# [Record extracts]
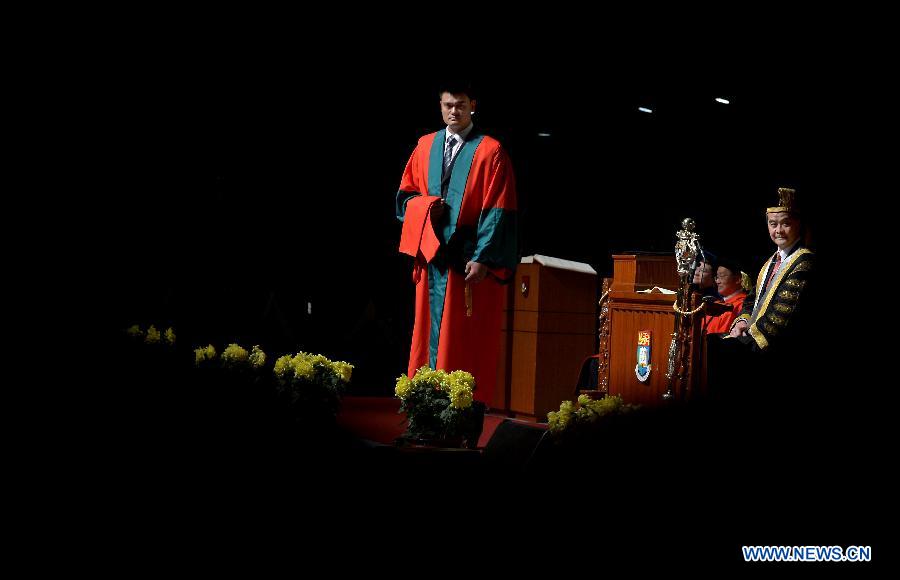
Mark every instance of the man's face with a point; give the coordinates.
(703, 275)
(783, 229)
(727, 282)
(457, 111)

# [Problem requirements]
Duplicate every line of the listing above without any change, and leave the picture out.

# [Final result]
Mark every instance of the man's face with a point; give the coordinates.
(703, 275)
(783, 229)
(727, 282)
(457, 111)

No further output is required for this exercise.